--- Work required ---
Set down exactly each line of the entries below, beginning at the one that contains "the front fender" and ending at the last, and no others.

--- Data to process ---
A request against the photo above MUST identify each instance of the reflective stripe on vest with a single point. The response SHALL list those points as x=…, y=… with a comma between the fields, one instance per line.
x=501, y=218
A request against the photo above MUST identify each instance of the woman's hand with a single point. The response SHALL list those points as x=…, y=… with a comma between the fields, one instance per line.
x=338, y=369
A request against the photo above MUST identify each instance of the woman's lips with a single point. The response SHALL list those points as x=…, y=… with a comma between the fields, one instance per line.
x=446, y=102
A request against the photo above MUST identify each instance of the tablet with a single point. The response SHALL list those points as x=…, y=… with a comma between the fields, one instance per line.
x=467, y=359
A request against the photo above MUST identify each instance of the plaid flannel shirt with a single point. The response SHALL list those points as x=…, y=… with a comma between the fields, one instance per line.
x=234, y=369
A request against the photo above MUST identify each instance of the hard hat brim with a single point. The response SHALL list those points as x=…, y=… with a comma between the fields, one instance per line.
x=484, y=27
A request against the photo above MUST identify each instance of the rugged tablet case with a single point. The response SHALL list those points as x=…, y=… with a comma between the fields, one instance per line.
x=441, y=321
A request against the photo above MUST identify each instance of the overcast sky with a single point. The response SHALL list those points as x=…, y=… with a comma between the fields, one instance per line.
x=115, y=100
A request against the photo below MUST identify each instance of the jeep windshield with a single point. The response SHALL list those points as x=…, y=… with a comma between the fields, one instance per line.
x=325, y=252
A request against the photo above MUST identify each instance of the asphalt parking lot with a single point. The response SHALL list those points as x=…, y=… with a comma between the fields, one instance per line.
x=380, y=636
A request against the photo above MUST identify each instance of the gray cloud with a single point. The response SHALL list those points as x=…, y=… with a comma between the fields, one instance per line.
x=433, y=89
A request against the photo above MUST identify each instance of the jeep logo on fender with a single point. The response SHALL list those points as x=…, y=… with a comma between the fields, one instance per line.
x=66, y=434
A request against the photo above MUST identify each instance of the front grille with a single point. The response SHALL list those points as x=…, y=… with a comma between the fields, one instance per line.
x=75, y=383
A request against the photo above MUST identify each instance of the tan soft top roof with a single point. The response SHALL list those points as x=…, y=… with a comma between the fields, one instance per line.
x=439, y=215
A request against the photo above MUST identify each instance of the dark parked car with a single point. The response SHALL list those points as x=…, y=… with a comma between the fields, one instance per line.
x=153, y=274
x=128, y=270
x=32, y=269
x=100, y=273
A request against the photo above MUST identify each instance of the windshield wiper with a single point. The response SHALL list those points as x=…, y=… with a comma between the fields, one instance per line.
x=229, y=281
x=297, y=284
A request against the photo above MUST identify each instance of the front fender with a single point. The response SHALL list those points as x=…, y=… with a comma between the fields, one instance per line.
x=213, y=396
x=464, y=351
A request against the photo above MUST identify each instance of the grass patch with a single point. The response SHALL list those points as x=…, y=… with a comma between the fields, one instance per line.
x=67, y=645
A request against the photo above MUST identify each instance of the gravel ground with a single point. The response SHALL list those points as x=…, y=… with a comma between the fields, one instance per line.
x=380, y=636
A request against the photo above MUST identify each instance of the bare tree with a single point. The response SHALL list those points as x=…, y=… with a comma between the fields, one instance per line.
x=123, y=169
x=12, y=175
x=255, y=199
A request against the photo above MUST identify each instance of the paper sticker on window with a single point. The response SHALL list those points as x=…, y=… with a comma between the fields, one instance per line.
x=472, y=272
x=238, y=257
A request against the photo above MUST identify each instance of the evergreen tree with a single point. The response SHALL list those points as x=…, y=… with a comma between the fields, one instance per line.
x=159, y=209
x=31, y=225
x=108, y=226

--- Your response ---
A request against the photo above MUST identify each instance of the front fender with a single point. The response SHALL list those points as x=…, y=… with a comma between the fields, one instance per line.
x=213, y=396
x=464, y=351
A request against the photo above MUST identify each instance of the grass patch with a single point. The response SHALL list those points as x=…, y=… with a comma between the fields, one instance per line.
x=67, y=645
A request against the photo above MUST identify each instance of the gravel ground with a single point. The response SHALL list those points as x=…, y=… with a comma between the fields, one instance per line.
x=380, y=636
A request against the photo above MUST identify each instance of the bare tree with a single point. The response SHALL list those points as x=…, y=… with a comma between the fields, one instance per line.
x=123, y=169
x=12, y=175
x=255, y=199
A request against the photo above MUST identify each instance of the paper sticker on window with a single point. The response SHALL list those points as x=…, y=… with a comma between the fields, one instance per line.
x=472, y=272
x=238, y=257
A request against the photo above MUST identify each instance of the evergreen tree with a single point. The response SHALL list those points as x=…, y=… with a comma between the fields, one instance per line.
x=159, y=209
x=31, y=225
x=108, y=226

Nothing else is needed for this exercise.